Short task 1: Using the speaker-mounting thread below, decide whether each statement agrees with it: (a) the maintenance advice says to check the mounting nuts or bolts about every six months on an amp used weekly; (b) the maintenance advice says to tighten until snug and then add one full turn; (c) Big_Daddy starts tightening the nuts with a wrench. For each, answer yes or no and quote the words of the thread that decide it.
Short task 2: List every title of a book, forum thread, or article that the posts in the speaker-mounting thread below mention by name.

— start Document excerpt —

# Basic Question...mounting a speaker



## greco (Jul 15, 2007)

I am reading "The Soul of Tone - Celebrating 60 Years of Fender Amps"

There is a comment that the workers (in the 1950's/1960's) at the Fender factory might have ruined several speakers shipped to them by "over-tightening" during installation.

I didn't know this was possible. Possibly speakers were not as well made/more "fragile" back then?

Hence, the question...

*What are your thoughts/suggestions regarding how tight a speaker should be mounted on the baffle? *

Thanks

Dave


----------



## greco (Jul 15, 2007)

I found this thread...it actually quite funny...worth the read, for the info and for the laugh.

mounting a speaker - how tight the nuts ? - Telecaster Guitar Forum

I found this also:

*Speaker Maintenance in Your Guitar Amp*

An overlooked component that needs to be maintained in guitar amplifiers is the speaker. We often take them for granted. They are either installed by the manufacturer or by the guitarist retrofitting a specific model for his or her personal tone. Speakers fall into the “set ‘em and forget ‘em” mindset. However speakers can become loose form transporting your amp from gigs to studios and back home again. Another contributing factor is the vibration from use. If your amp is being used weekly for gigs and sessions you should check the mounting nuts or bolts periodically, about every 6 months. A loose speaker or speakers can sound terrible and mimic other conditions that may lead you to believe that you need an expensive repair. By checking them you can save a trip to your tech and this is something you can fix yourself. First check to see that you still have all mounting nuts or bolts! In extreme cases the mounting hardware can become loose and actually fall off! When tightening your speakers do not over-tighten them. *Tighten down the nut or bolt until it is snug and then crank it about another 1/2 of a turn. The tool you are using to tighten the nut or bolt should feel like it is tight but not maxed out.* Another helpful tip is to make sure that you have either kep nuts or star washers. They help the nut or bolt from becoming loose.

Cheers

Dave


----------



## Big_Daddy (Apr 2, 2009)

greco said:


> I found this thread...it actually quite funny...worth the read, for the info and for the laugh.
> 
> mounting a speaker - how tight the nuts ? - Telecaster Guitar Forum
> 
> ...


Good post, lol. Seriously tho, I usually tighten the nuts handtight and then torque them another half to full turn with a wrench. Seems to keep them tight that way.


----------

— end Document excerpt —
— start Extracted data —

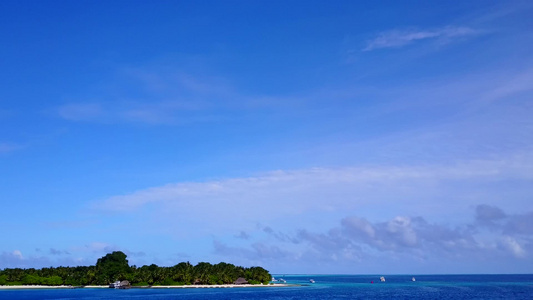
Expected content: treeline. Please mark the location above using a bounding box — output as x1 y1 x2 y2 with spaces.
0 251 272 286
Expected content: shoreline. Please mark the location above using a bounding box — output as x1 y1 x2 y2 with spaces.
0 283 290 290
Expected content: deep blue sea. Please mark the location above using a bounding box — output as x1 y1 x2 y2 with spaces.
0 274 533 300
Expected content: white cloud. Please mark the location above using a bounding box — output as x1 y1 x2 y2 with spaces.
57 103 106 121
363 26 479 51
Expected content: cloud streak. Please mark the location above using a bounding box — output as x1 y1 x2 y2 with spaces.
363 26 479 51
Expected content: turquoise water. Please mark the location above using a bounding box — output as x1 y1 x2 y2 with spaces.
0 275 533 300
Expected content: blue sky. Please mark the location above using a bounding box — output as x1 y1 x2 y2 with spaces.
0 1 533 274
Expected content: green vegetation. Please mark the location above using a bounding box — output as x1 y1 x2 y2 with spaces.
0 251 272 286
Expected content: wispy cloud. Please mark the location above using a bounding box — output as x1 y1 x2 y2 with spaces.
214 205 533 272
363 26 480 51
57 103 106 121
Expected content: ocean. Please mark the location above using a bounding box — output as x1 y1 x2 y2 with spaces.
0 274 533 300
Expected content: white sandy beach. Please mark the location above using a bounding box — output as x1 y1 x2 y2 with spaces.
0 283 289 290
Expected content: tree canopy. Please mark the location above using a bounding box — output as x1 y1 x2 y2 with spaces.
0 251 272 286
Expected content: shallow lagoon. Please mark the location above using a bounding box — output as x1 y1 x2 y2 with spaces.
0 274 533 300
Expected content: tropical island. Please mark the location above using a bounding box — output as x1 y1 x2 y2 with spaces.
0 251 272 287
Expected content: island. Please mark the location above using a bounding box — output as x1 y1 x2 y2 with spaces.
0 251 272 288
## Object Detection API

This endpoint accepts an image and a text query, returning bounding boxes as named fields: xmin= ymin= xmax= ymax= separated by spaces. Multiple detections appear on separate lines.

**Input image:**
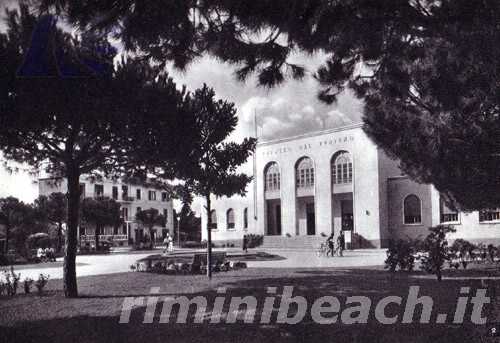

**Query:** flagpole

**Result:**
xmin=253 ymin=110 xmax=258 ymax=221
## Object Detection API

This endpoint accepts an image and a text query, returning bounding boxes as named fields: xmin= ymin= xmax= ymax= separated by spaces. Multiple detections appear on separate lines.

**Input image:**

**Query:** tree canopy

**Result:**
xmin=38 ymin=0 xmax=500 ymax=209
xmin=0 ymin=5 xmax=198 ymax=297
xmin=171 ymin=84 xmax=257 ymax=277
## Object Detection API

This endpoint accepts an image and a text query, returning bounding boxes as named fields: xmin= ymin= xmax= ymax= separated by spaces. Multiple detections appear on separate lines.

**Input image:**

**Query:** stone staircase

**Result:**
xmin=259 ymin=236 xmax=327 ymax=251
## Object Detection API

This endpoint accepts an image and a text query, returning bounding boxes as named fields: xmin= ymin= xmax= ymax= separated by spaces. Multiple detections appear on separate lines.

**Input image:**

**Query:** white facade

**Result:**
xmin=38 ymin=176 xmax=174 ymax=245
xmin=202 ymin=125 xmax=500 ymax=247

— end Extracted data —

Output 1:
(a) Yes: "If your amp is being used weekly for gigs and sessions you should check the mounting nuts or bolts periodically, about every 6 months."
(b) No: "Tighten down the nut or bolt until it is snug and then crank it about another 1/2 of a turn."
(c) No: "I usually tighten the nuts handtight and then torque them another half to full turn with a wrench."

Output 2:
- The Soul of Tone - Celebrating 60 Years of Fender Amps
- mounting a speaker - how tight the nuts ? - Telecaster Guitar Forum
- Speaker Maintenance in Your Guitar Amp